* [Задание 1]: Какую должность занимал Добровольский, согласно исходному тексту?
* [Задание 2]: Перепишите часть исходного текста, заменив "женщина" на "незнакомка". Начните с места, где стоят слова "Я в сущности", и закончите после слов "целовал ее живот.".

====== Исходный текст

* * *
9. III. 1916
Противная. Противная, противная моя жизнь. Добровольский (секретарь редакции) недаром называл меня "дьячком". И еще называл "обсосом" (косточку ягоды обсосали и выплюнули). Очень похоже.
Что-то дьячковское есть во мне. Но поповское - о, нет! Я мотаюсь "около службы Божией". Подаю кадило и ковыряю в носу. Вот моя профессия. Шляюсь к вечеру по задворкам. "Куда ноги занесут". С безразличием. Потом - усну.
Я в сущности вечно в мечте. Я прожил такую дикую жизнь, что мне было "все равно как жить". Мне бы "свернуться калачиком, притвориться спящим и помечтать".
Ко всему прочему, безусловно ко всему прочему, я был равнодушен.
И вот тут развертывается мой "нос", "Нос - Мир". Царства, история. Тоска, величие. О, много величия: как я любил с гимназичества звезды. Я уходил в звезды. Странствовал между звездами. Часто я не верил, что есть земля. О людях - "совершенно невероятно" (что есть, живут). И женщина, и груди и живот. Я приближался, дышал ею. О, как дышал. И вот нет ее. Нет ее и есть она. Эта женщина уже мир. Я никогда не представлял девушку, а уже "женатую", т. е. замужнюю. Совокупляющуюся, где-то, с кем-то (не со мной).
И я особенно целовал ее живот.
Лица ее никогда не видел (не интересовало).
А груди, живот и бедра до колен.
Вот это - "Мир": я так называл. Я чувствовал, что это мир, Вселенная, огромная, вне которого вообще ничего нет.

============
====== Выдержка из данных

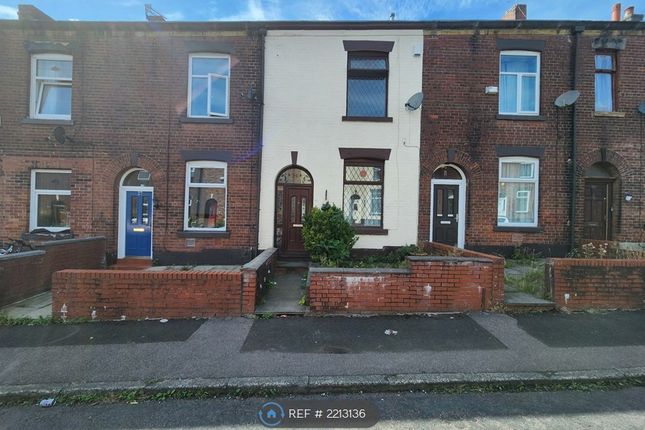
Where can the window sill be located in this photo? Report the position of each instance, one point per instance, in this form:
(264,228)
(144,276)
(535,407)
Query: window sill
(195,233)
(521,117)
(610,114)
(518,229)
(189,120)
(43,121)
(371,231)
(368,118)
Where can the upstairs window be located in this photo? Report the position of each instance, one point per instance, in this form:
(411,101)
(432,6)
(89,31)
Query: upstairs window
(519,83)
(367,76)
(51,86)
(517,200)
(205,206)
(605,81)
(208,87)
(50,199)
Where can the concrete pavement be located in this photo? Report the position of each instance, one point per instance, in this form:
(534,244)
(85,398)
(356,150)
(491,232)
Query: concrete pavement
(212,353)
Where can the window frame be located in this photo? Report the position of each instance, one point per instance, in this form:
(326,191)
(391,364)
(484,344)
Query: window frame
(518,88)
(358,162)
(188,185)
(613,73)
(36,91)
(367,73)
(227,112)
(536,194)
(33,199)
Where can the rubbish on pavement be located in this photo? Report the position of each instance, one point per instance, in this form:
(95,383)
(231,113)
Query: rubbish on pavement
(47,403)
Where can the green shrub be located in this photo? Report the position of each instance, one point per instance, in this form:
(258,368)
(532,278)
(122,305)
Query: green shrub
(327,235)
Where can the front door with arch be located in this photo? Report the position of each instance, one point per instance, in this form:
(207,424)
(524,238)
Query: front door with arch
(135,214)
(599,201)
(294,199)
(448,206)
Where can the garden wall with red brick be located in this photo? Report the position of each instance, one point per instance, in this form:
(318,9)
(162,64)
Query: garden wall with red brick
(596,283)
(449,280)
(114,294)
(29,273)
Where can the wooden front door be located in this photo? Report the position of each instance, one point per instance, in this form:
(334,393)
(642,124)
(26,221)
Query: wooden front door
(297,203)
(597,212)
(445,217)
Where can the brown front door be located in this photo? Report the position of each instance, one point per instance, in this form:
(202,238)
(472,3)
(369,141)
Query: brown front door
(597,209)
(445,216)
(297,202)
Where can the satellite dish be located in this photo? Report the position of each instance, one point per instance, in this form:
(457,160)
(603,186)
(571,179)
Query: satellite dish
(641,108)
(567,99)
(414,102)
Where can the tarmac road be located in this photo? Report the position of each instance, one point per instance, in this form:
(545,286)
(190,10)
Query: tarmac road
(622,409)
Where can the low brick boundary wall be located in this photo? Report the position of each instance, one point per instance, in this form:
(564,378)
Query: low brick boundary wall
(465,281)
(596,284)
(25,274)
(113,294)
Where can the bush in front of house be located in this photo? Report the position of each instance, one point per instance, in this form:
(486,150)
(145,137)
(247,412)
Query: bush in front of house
(327,235)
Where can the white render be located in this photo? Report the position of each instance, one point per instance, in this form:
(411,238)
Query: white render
(304,102)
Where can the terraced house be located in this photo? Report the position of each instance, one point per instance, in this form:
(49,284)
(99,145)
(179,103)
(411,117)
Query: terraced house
(204,142)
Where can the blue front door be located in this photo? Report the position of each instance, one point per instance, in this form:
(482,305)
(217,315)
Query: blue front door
(138,223)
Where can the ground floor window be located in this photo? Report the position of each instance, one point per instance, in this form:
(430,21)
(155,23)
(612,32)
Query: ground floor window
(50,199)
(363,192)
(517,200)
(205,204)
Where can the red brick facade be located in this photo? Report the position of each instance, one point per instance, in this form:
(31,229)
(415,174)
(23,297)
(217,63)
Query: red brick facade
(460,125)
(129,97)
(596,284)
(458,281)
(25,274)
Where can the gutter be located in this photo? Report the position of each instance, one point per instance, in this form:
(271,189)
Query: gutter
(574,142)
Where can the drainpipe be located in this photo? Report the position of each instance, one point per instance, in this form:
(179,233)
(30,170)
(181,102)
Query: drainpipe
(262,34)
(574,149)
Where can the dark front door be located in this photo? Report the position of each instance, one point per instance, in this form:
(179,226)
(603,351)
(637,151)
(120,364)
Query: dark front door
(297,202)
(445,217)
(597,209)
(138,220)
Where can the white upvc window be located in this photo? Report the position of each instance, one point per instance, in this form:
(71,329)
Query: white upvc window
(50,199)
(51,86)
(519,83)
(205,203)
(208,85)
(517,200)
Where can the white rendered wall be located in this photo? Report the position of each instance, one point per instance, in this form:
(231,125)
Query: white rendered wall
(304,102)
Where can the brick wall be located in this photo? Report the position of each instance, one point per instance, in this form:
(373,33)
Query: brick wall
(129,96)
(596,284)
(431,284)
(164,294)
(25,274)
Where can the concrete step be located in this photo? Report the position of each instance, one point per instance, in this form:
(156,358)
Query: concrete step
(131,264)
(523,302)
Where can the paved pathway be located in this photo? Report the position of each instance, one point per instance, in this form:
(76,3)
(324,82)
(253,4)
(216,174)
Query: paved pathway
(218,348)
(37,306)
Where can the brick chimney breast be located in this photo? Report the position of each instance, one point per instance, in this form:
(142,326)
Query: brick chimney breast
(515,13)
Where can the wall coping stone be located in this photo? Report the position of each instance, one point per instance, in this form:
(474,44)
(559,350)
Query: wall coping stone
(258,261)
(67,241)
(18,255)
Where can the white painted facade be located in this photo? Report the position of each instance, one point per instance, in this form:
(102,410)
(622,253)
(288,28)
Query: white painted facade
(304,102)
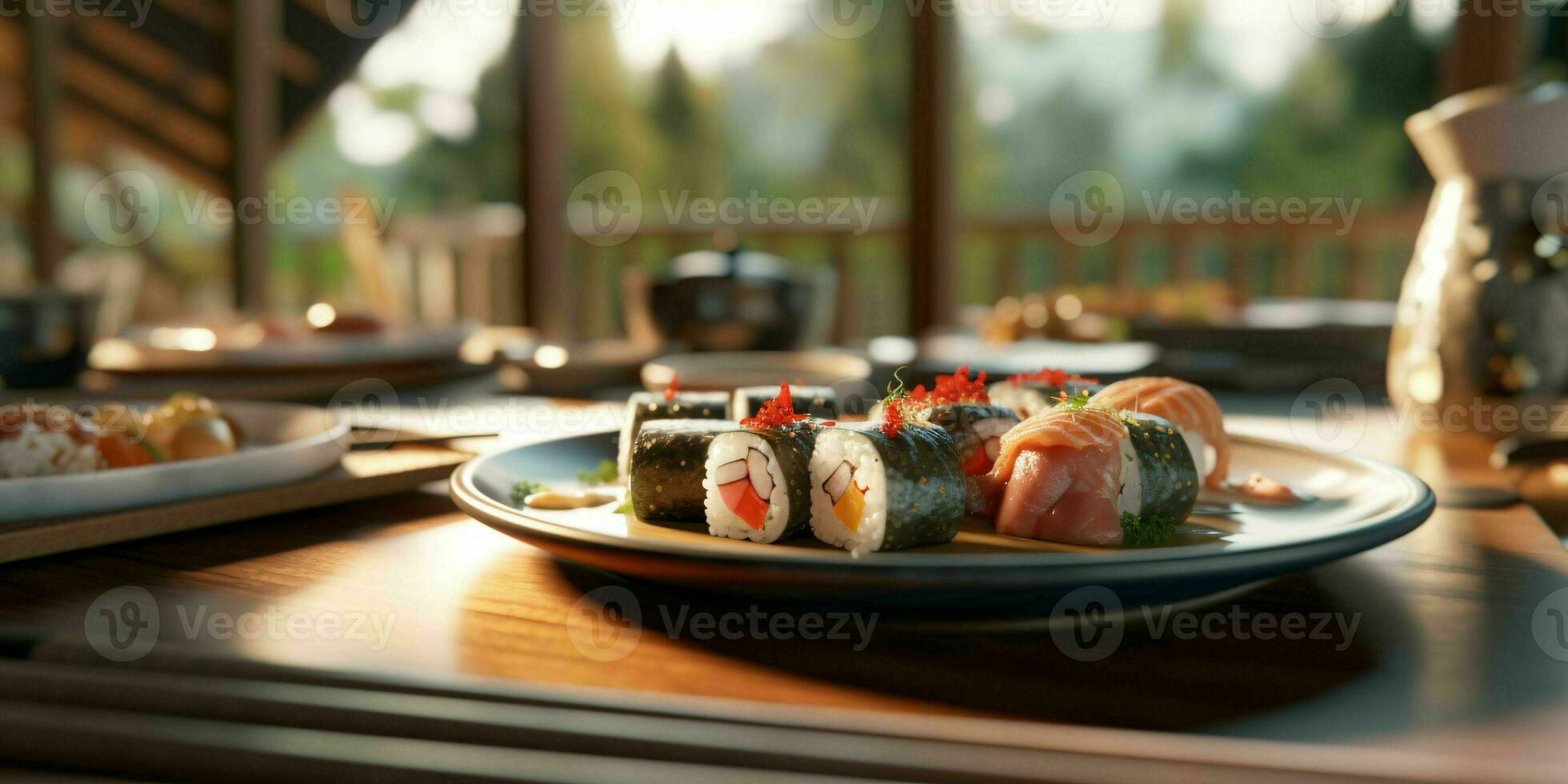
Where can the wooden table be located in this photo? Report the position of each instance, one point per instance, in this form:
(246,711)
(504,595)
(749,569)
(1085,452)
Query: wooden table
(1442,679)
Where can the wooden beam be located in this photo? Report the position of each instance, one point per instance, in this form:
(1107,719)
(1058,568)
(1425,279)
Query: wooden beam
(546,282)
(1487,49)
(932,222)
(258,27)
(44,35)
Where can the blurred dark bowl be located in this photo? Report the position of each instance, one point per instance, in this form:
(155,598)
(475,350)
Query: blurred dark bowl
(739,302)
(44,338)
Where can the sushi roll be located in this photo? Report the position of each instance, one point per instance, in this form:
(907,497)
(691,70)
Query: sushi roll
(965,410)
(818,402)
(756,480)
(668,462)
(1034,392)
(877,488)
(650,406)
(978,431)
(1086,475)
(1189,406)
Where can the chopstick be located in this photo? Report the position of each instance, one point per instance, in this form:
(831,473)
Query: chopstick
(162,745)
(493,725)
(800,739)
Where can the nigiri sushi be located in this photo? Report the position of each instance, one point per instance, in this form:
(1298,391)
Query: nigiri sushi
(1189,406)
(1082,475)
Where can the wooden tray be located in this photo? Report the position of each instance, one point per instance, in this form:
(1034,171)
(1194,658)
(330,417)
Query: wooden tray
(361,475)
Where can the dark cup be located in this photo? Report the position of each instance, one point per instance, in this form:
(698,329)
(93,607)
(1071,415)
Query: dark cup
(44,338)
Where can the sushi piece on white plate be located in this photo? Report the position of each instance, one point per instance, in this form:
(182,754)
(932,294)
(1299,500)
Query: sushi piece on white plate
(671,403)
(758,478)
(886,486)
(1189,406)
(965,410)
(1094,477)
(1029,394)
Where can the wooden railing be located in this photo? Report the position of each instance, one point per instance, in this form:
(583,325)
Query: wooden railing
(468,267)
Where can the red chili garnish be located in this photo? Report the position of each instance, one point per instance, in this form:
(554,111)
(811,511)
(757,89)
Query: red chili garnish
(775,413)
(960,390)
(893,419)
(1053,378)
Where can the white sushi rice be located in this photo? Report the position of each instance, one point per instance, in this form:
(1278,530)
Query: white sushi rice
(836,447)
(731,447)
(38,452)
(990,433)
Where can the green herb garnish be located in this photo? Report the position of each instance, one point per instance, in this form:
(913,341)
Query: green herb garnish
(1148,530)
(522,490)
(1073,402)
(606,474)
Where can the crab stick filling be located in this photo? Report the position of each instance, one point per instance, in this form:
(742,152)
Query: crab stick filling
(745,486)
(847,496)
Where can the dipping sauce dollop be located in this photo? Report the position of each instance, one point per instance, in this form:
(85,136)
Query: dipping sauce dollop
(552,501)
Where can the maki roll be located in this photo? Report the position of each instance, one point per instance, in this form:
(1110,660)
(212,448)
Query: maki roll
(1034,392)
(978,431)
(668,462)
(818,402)
(965,410)
(671,403)
(1189,406)
(756,480)
(1084,475)
(886,486)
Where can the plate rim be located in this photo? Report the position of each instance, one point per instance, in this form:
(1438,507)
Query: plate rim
(334,431)
(1406,516)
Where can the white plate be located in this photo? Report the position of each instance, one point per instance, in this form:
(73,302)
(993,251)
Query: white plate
(282,444)
(1357,504)
(394,346)
(726,370)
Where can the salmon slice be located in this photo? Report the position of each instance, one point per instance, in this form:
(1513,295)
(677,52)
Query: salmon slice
(1066,455)
(1063,494)
(1184,405)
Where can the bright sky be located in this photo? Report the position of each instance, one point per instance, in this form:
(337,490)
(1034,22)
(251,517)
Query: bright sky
(446,47)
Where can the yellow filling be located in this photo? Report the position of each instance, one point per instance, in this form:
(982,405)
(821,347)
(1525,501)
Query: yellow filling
(850,507)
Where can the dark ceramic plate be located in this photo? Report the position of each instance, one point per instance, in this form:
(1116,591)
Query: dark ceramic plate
(1357,504)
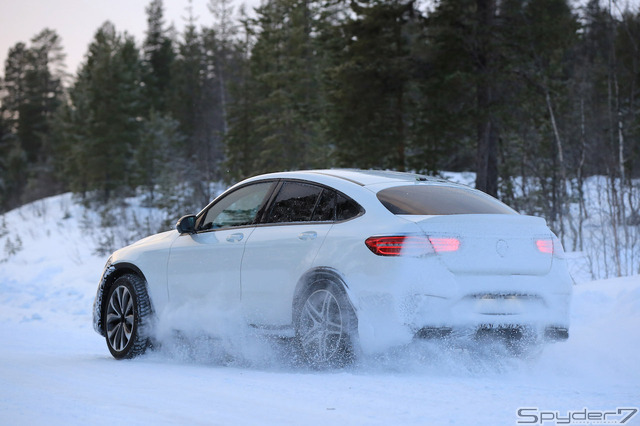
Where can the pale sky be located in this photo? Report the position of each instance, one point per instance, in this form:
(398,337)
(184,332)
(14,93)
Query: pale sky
(76,21)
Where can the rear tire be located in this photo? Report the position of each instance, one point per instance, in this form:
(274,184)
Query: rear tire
(326,326)
(127,317)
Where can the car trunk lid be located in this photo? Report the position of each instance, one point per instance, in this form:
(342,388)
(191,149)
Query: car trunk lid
(500,244)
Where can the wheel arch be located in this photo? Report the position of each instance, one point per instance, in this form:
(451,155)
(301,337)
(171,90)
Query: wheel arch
(111,274)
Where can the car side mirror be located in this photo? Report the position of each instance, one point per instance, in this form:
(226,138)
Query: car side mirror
(187,224)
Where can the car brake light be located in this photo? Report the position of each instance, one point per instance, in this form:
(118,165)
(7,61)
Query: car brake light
(400,245)
(545,246)
(444,244)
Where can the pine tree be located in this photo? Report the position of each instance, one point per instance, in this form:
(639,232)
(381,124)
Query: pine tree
(105,115)
(369,113)
(158,57)
(33,91)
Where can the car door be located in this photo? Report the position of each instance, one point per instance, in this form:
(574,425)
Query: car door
(282,248)
(204,267)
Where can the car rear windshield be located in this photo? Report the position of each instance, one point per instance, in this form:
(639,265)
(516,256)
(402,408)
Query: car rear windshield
(439,200)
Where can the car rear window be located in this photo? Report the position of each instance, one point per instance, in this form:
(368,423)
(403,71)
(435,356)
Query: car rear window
(439,200)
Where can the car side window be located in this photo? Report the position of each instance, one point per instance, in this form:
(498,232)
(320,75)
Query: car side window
(325,211)
(295,202)
(238,208)
(346,208)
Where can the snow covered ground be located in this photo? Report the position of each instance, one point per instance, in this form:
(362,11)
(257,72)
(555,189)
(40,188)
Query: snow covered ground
(54,369)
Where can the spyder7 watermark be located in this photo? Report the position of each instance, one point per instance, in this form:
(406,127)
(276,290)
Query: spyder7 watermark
(535,416)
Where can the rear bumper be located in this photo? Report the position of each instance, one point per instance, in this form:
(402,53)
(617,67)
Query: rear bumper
(548,334)
(464,305)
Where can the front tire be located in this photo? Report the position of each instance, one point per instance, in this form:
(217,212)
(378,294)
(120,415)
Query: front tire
(326,326)
(127,317)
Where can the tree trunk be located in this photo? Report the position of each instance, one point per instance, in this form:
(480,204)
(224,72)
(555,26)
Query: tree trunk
(487,134)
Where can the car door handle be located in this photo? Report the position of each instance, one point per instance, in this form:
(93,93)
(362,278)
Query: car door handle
(308,235)
(234,238)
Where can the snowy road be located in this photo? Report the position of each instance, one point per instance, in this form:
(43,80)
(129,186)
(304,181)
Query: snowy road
(54,369)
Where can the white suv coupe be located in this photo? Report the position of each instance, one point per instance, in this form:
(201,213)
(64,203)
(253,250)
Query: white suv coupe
(343,262)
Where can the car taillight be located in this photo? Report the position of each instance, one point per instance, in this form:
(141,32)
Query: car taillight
(545,246)
(400,245)
(444,244)
(411,245)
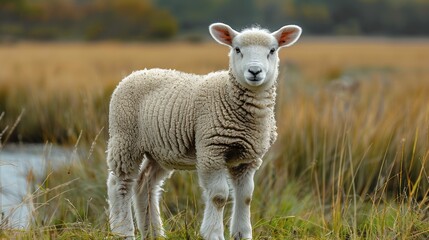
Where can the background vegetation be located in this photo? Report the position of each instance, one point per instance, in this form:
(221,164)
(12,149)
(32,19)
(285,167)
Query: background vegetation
(164,19)
(350,161)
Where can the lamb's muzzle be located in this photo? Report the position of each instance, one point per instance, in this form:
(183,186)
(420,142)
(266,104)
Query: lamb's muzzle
(220,124)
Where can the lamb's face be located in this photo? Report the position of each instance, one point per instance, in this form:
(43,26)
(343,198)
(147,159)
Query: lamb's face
(254,52)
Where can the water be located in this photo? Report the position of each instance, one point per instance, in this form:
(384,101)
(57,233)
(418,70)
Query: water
(22,169)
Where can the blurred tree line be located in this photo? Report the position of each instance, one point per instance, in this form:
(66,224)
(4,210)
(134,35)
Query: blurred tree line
(82,19)
(346,17)
(162,19)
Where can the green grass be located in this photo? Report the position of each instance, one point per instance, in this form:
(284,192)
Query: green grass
(351,161)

============

* [Полный ответ 1]: Добровольский был секретарем редакции.

* [Полный ответ 2]:
Я в сущности вечно в мечте. Я прожил такую дикую жизнь, что мне было "все равно как жить". Мне бы "свернуться калачиком, притвориться спящим и помечтать".
Ко всему прочему, безусловно ко всему прочему, я был равнодушен.
И вот тут развертывается мой "нос", "Нос - Мир". Царства, история. Тоска, величие. О, много величия: как я любил с гимназичества звезды. Я уходил в звезды. Странствовал между звездами. Часто я не верил, что есть земля. О людях - "совершенно невероятно" (что есть, живут). И незнакомка, и груди и живот. Я приближался, дышал ею. О, как дышал. И вот нет ее. Нет ее и есть она. Эта незнакомка уже мир. Я никогда не представлял девушку, а уже "женатую", т. е. замужнюю. Совокупляющуюся, где-то, с кем-то (не со мной).
И я особенно целовал ее живот.